(Records drawn from a dataset)
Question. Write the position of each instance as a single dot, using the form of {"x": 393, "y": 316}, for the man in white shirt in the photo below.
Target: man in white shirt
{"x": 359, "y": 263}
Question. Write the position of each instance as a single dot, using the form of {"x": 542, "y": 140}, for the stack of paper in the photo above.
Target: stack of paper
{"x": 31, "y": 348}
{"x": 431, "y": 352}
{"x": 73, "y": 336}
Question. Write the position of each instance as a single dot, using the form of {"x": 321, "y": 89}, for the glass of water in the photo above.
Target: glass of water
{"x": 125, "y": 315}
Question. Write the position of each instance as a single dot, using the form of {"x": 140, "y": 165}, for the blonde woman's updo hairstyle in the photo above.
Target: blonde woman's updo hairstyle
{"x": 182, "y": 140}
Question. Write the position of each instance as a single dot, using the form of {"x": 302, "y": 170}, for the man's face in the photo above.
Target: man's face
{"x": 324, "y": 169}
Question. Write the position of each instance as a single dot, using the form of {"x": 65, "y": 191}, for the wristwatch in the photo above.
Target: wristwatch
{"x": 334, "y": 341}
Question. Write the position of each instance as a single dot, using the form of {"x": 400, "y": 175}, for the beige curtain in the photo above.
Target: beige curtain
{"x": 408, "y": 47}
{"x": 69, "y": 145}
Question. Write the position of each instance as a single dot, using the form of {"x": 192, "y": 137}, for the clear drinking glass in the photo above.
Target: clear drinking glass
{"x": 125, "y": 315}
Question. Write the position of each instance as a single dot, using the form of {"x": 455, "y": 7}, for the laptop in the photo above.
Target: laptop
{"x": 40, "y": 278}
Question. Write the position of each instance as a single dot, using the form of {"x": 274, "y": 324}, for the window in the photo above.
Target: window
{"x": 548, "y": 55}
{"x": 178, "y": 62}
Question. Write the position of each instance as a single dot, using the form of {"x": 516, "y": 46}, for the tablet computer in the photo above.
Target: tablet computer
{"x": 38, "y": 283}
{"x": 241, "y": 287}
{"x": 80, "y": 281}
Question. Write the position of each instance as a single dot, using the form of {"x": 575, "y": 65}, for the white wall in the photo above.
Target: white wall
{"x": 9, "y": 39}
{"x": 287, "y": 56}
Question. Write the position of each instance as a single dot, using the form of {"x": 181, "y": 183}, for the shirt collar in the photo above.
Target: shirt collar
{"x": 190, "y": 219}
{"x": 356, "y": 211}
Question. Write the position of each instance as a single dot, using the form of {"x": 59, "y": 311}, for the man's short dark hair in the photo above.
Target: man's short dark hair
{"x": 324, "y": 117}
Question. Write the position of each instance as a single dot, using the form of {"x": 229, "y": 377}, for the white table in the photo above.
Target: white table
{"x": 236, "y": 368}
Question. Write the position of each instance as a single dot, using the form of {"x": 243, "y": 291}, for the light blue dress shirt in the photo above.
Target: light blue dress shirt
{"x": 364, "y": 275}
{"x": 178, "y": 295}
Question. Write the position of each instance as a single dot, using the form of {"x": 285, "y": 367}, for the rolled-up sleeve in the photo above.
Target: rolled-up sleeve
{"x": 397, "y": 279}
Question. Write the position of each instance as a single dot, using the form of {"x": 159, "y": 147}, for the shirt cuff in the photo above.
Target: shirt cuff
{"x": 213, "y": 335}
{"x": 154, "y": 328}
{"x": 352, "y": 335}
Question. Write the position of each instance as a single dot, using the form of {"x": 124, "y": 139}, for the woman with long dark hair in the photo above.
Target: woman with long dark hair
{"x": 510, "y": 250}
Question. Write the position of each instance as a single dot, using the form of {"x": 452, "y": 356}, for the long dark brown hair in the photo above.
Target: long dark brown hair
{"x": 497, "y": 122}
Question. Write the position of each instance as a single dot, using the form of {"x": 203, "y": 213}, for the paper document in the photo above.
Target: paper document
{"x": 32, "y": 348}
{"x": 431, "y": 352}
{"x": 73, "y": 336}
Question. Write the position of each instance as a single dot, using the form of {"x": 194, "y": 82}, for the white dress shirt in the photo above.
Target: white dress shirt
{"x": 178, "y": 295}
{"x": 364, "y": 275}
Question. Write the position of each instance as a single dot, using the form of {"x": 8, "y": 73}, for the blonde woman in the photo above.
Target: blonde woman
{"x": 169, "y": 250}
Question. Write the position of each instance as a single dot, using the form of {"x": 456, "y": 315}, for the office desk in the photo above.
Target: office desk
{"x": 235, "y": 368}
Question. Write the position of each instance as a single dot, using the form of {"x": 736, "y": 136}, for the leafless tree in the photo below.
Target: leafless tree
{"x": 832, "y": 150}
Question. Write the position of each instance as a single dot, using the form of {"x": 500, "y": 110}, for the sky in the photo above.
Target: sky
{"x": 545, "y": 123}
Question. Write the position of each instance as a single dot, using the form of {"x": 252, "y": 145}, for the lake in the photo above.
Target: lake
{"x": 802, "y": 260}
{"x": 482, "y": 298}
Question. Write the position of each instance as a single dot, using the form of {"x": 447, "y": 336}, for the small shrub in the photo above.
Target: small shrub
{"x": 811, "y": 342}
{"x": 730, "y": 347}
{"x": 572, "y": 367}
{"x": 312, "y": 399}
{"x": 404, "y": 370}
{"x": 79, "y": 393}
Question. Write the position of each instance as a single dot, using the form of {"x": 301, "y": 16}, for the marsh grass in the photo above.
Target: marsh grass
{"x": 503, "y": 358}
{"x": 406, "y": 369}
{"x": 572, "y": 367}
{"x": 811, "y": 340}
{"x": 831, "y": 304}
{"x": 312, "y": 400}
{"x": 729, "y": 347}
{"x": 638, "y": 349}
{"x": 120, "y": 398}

__WHAT NEEDS TO BE DONE__
Keeping every line exactly as it is, copy all the records.

__TASK OUTPUT__
Question. Write the position of each instance as a single dot, using the form of {"x": 393, "y": 316}, for the man in white shirt in the photo below.
Target: man in white shirt
{"x": 359, "y": 263}
Question. Write the position of each instance as a single dot, using the form of {"x": 542, "y": 140}, for the stack of paper in the photo above.
Target: stack of paper
{"x": 31, "y": 348}
{"x": 431, "y": 352}
{"x": 73, "y": 336}
Question. Write the position of each instance as a single dot, using the form of {"x": 321, "y": 89}, for the glass of water in the photo above.
Target: glass of water
{"x": 125, "y": 315}
Question. Write the position of each instance as a single dot, using the form of {"x": 140, "y": 165}, for the blonde woman's updo hairstyle in the photo above.
Target: blonde woman's updo hairstyle
{"x": 182, "y": 140}
Question. Write the position of each instance as a single dot, using the form of {"x": 302, "y": 170}, for the man's face in the photo above.
Target: man's face
{"x": 324, "y": 169}
Question. Write the position of each instance as a single dot, using the form of {"x": 65, "y": 191}, for the wristwatch in the photo above.
Target: wristwatch
{"x": 334, "y": 341}
Question. Write the position of each instance as a single dot, using the form of {"x": 400, "y": 175}, for the beige curtain in the photo above.
Target: beige curtain
{"x": 408, "y": 47}
{"x": 69, "y": 145}
Question. Write the position of each instance as a single dot, using the form of {"x": 192, "y": 137}, for the clear drinking glass in the photo above.
Target: clear drinking glass
{"x": 125, "y": 315}
Question. Write the position of each instance as a single dot, using the form of {"x": 455, "y": 7}, for the laptop in the photo above.
Target: laptop
{"x": 40, "y": 278}
Question. Write the position of each instance as a single dot, using the form of {"x": 274, "y": 324}, for the window in the photo above.
Target: window
{"x": 548, "y": 55}
{"x": 178, "y": 62}
Question. Write the position of each instance as a single dot, using the form of {"x": 516, "y": 46}, for the tablet computer in the photo above.
Target: tablet computer
{"x": 38, "y": 283}
{"x": 241, "y": 287}
{"x": 80, "y": 281}
Question. Write the position of each instance as a single dot, using the form of {"x": 575, "y": 65}, for the white wall in the photo above.
Target: white wall
{"x": 9, "y": 39}
{"x": 287, "y": 56}
Question. Write the position of each instance as a single dot, using the form of {"x": 181, "y": 183}, for the shirt collar in the photo above.
Target: shirt collar
{"x": 190, "y": 219}
{"x": 356, "y": 211}
Question. Write the position of each instance as a single dot, using the form of {"x": 59, "y": 311}, for the man's short dark hair in the photo above.
Target: man's short dark hair
{"x": 324, "y": 117}
Question. Write the position of each instance as a single dot, using the form of {"x": 229, "y": 377}, for the white table in the photo above.
Target: white table
{"x": 236, "y": 368}
Question. Write the position of each instance as a single dot, using the form of {"x": 243, "y": 291}, for the light blue dress shirt in the photo above.
Target: light blue dress shirt
{"x": 364, "y": 275}
{"x": 178, "y": 295}
Question. Write the position of each instance as a single dot, using the form of {"x": 285, "y": 367}, for the rolled-up sleeve in the photo above.
Target: rolled-up sleeve
{"x": 397, "y": 279}
Question. Write the position of each instance as a single dot, using the form of {"x": 159, "y": 147}, for the shirt cuff in the photo above.
Target: shirt cuff
{"x": 213, "y": 335}
{"x": 154, "y": 328}
{"x": 352, "y": 335}
Question. Write the position of each instance as a single dot, using the form of {"x": 124, "y": 139}, for the woman with long dark hair in the photo above.
Target: woman with long dark hair
{"x": 510, "y": 250}
Question. Write the position of each instance as a single dot, using the form of {"x": 452, "y": 356}, for the long dark brown hair in the photo above.
Target: long dark brown hair
{"x": 497, "y": 122}
Question. Write the position of each instance as a single dot, using the form of {"x": 203, "y": 213}, for the paper document in the photo above.
Target: paper document
{"x": 32, "y": 348}
{"x": 431, "y": 352}
{"x": 73, "y": 336}
Question. Write the position of each instance as a single dot, using the form of {"x": 194, "y": 82}, for the white dress shirt in the photo above.
Target: white dress shirt
{"x": 178, "y": 295}
{"x": 364, "y": 275}
Question. Write the position of each instance as a single dot, using the form of {"x": 8, "y": 73}, for the blonde woman in the photo above.
Target: blonde woman
{"x": 169, "y": 250}
Question. Write the position of each instance as a single dot, using the form of {"x": 456, "y": 315}, for the office desk in the photo above.
Target: office desk
{"x": 235, "y": 368}
Question. Write the position of each instance as a single dot, using the form of {"x": 736, "y": 136}, for the leafless tree in the photo below.
Target: leafless tree
{"x": 832, "y": 150}
Question. Write the position of each instance as a single dot, using the form of {"x": 500, "y": 110}, for the sky in the photo above.
Target: sky
{"x": 545, "y": 123}
Question. Write the position of each instance as a single dot, using the form of {"x": 252, "y": 145}, for the lake in the photo above.
Target: lake
{"x": 802, "y": 260}
{"x": 482, "y": 298}
Question. Write the position of each instance as a single dot, using the form of {"x": 447, "y": 336}, for the small shrub in the photo above.
Target: small shrub
{"x": 811, "y": 342}
{"x": 730, "y": 347}
{"x": 572, "y": 367}
{"x": 312, "y": 399}
{"x": 404, "y": 370}
{"x": 79, "y": 393}
Question. Write the position of each instance as a single dot, using the form of {"x": 301, "y": 16}, for the marsh grass in the photo above.
Target: marsh grass
{"x": 503, "y": 358}
{"x": 406, "y": 369}
{"x": 572, "y": 367}
{"x": 811, "y": 340}
{"x": 831, "y": 304}
{"x": 312, "y": 400}
{"x": 729, "y": 347}
{"x": 638, "y": 349}
{"x": 120, "y": 398}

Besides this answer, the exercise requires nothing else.